▶ [TASK DETAILS]: The exercise calls for every entry that follows to be repeated exactly.

▶ [RECORDS FOR THIS TASK]:
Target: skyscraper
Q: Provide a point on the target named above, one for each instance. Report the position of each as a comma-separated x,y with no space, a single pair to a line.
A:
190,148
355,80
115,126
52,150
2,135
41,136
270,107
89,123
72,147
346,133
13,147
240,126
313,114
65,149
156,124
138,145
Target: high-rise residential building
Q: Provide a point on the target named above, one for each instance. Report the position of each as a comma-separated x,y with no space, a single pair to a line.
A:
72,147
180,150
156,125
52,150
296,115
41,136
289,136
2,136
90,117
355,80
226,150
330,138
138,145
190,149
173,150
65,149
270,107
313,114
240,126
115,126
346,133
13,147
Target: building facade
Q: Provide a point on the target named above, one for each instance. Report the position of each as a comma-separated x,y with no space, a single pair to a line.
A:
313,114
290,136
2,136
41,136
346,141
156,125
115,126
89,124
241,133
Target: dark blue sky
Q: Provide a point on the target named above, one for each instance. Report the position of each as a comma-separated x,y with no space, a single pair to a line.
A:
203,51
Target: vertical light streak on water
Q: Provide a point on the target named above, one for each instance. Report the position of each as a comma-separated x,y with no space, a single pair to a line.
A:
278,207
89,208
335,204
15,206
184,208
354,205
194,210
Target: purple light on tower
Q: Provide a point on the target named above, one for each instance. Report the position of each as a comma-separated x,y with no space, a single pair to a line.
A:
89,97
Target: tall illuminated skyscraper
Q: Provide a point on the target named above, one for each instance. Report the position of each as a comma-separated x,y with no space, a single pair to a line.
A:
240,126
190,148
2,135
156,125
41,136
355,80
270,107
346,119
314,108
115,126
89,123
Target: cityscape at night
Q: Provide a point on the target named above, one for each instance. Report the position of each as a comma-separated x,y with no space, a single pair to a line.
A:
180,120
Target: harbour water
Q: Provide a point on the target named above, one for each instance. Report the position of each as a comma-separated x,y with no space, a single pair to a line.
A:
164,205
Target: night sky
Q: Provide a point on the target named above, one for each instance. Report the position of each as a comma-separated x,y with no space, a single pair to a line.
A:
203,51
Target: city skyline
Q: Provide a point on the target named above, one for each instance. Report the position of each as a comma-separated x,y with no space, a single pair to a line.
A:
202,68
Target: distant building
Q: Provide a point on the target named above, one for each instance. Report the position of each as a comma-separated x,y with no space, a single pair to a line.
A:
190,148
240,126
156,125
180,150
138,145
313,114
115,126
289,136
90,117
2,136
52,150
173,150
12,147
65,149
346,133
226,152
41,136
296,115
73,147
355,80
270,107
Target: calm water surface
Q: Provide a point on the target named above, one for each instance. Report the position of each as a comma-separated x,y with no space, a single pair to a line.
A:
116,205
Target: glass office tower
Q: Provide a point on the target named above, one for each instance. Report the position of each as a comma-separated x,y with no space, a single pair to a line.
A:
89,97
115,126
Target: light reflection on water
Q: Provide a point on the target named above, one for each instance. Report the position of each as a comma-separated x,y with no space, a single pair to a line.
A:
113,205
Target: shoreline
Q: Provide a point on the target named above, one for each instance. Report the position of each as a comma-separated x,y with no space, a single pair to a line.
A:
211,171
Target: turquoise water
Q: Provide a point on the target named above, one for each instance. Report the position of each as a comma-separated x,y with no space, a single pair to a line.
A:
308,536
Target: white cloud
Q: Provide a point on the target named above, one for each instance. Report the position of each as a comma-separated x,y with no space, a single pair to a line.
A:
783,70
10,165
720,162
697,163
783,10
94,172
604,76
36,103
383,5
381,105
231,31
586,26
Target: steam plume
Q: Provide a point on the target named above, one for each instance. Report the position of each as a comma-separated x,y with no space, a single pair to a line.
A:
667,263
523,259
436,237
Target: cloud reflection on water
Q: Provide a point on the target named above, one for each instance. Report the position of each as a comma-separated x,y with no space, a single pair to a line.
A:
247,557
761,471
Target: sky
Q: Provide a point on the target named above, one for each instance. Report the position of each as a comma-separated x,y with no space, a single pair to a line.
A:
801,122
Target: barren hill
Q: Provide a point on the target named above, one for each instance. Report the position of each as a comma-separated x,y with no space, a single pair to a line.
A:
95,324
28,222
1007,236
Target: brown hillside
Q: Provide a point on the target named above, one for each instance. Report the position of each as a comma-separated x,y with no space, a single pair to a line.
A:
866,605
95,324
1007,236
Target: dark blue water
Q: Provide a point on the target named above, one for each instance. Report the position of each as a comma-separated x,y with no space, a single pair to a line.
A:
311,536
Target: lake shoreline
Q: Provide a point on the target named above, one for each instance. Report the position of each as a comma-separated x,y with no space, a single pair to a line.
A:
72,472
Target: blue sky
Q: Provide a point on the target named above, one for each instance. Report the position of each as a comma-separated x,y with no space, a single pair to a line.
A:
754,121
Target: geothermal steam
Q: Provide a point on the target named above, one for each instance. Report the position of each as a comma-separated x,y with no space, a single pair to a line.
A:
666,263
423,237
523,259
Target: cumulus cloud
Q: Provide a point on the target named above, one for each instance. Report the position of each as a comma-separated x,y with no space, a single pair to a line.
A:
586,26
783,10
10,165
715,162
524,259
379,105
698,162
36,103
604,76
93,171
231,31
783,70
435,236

▶ [SOLUTION TO THE PROBLEM]:
Target: skyscraper
Q: Provide a point on the target named above, one for each instance. Report the position of each as a comma-separated x,y with no space, a single pair to a line.
A:
190,148
355,80
115,126
52,150
2,135
41,136
270,107
89,123
72,147
346,133
13,147
240,126
313,114
65,149
156,124
138,145
Target: high-rise residential building
Q: Provide a point on the target named above, one for each instance. Report the position of each as a comma-separated x,y with no space, a single pair to a line.
A:
72,147
180,150
156,125
52,150
296,115
41,136
289,136
2,136
90,117
355,80
226,150
330,138
138,145
190,149
173,150
65,149
270,107
313,114
240,126
115,126
346,133
13,147
Target: building facade
Q: Provide a point on the target named above, one for each instance. Report the position of each as a comma-separated x,y with no space, a single pair to a line.
A:
313,114
290,136
2,136
41,136
346,141
156,125
115,126
89,124
241,133
Target: dark blue sky
Q: Provide a point on the target named above, one for each instance. Report the position of each as a comma-separated x,y with no space, a single pair to a line.
A:
203,51
Target: vertical light streak on water
Q: Provide a point on the target named above, one for each instance. Report the position of each as a comma-separated x,y with no space, a single pair to a line.
A:
278,207
89,208
335,204
15,206
184,208
354,205
194,210
Target: purple light on tower
Q: Provide a point on the target named above, one for each instance. Report the position of each as a comma-separated x,y with no space, a single pair to a line.
A:
89,97
Target: tall illuminated skyscraper
Q: Provide a point on the target named above, one for each instance. Report the position of each as a comma-separated x,y with no space, a single pair to a line.
A:
240,126
190,148
2,135
156,125
41,136
355,80
270,107
346,119
314,108
115,126
89,123
Target: cityscape at night
Q: Provide a point on the target named above, one for each instance. Report the position of each as a comma-separated x,y with no space, a single pair to a line.
A:
180,120
Target: harbour water
Q: Provide a point on the target named above, one for each instance. Report the position of each as a comma-separated x,y with no space, a single pair to a line.
A:
164,205
Target: night sky
Q: Provide a point on the target named above, one for each instance. Report the position of each as a comma-separated x,y with no space, a single pair to a line.
A:
203,51
Target: city skyline
Q: Provide a point on the target named above, one for each instance. Report the position of each as a comma-separated x,y with no space, a single pair to a line.
A:
202,68
Target: distant building
Q: Provide a point on the target named above, one for each instance. Report the position of each as a comma-separated x,y with no space, a single pair to a line.
A:
190,148
240,126
156,125
180,150
138,145
313,114
115,126
289,136
90,117
2,136
52,150
173,150
12,147
65,149
346,133
226,152
41,136
296,115
73,147
355,80
270,107
Target: calm water surface
Q: Provide a point on the target named above, one for each instance. Report the position of each as a comma-separated x,y with no space, a single pair to a line.
A:
116,205
Target: glass office tower
Q: Provide a point on the target named above, one for each instance. Report the position of each as a comma-separated x,y with no space, a single pair to a line.
A:
89,97
115,126
Target: light reflection on water
Q: Provide a point on the target named above, one for each instance. Report the position of each as a comma-separated x,y with no space, a single pair to a line.
A:
113,205
Target: shoreline
Q: Provide a point on the target named above, one for each instance. Report the position of each as a comma-separated x,y with no space, a single pair to a line.
A:
211,171
Target: turquoise water
Q: Provide a point on the target named above, one for each instance. Report the position of each as a comma-separated x,y with no space, a single pair to a line.
A:
308,536
Target: white cloud
Q: Provide a point on the target named above, one for each instance. Report the position of each as a comma-separated x,y with no space, a single pair to a line.
A:
783,70
10,165
720,162
697,163
783,10
94,172
604,76
36,103
383,5
381,105
231,31
586,26
Target: steam plume
Q: Provide a point on the target named above, one for each instance. Report the position of each as a comma-separated x,y with no space, a single pair to a line.
A:
667,263
523,259
436,237
Target: cloud reflection on water
Q: Provide a point on the target named above, one for each instance. Report the position of each as a comma-separated x,y with no space, a single pair to a line.
A:
247,557
761,471
Target: sky
Q: Provide a point on the target named above, one for each instance. Report the position of each as a comma-separated x,y with no space, a single pair to a line.
A:
801,122
Target: barren hill
Q: Provide a point on the target named above, one for each instance. Report the position of each as a comma-separated x,y with no space, a single pair to a line.
A:
95,324
28,222
1007,236
Target: brown hillside
Q: Provide a point on the target named above, one for each instance. Report the position of each as a comma-separated x,y with no space, a single pair to a line.
A:
866,605
95,324
1007,236
Target: dark blue water
Q: Provide a point on the target named above, one for each instance. Report the position of each as a comma-separated x,y with no space, a single pair to a line.
A:
311,536
Target: lake shoreline
Q: Provide a point on the target named above, one for each instance. Report the position of each as a comma-separated x,y with no space, a single pair to a line.
A:
72,472
Target: blue sky
Q: Provide a point on the target named above, one for each instance. Report the position of each as a comma-separated x,y with no space, a single pair to a line.
A:
754,121
Target: geothermal steam
Q: Provide a point on the target named above, one for each instance. Report the position of each as a comma-separated x,y with no space, a single pair to a line.
A:
666,263
423,237
523,259
Target: cumulus cloud
Q: Provide a point on the target named above, one for each instance. Report the position of each as a comma-separated x,y with no space, a single pair to a line.
A:
586,26
783,10
10,165
715,162
524,259
379,105
698,162
36,103
604,76
93,171
231,31
783,70
435,236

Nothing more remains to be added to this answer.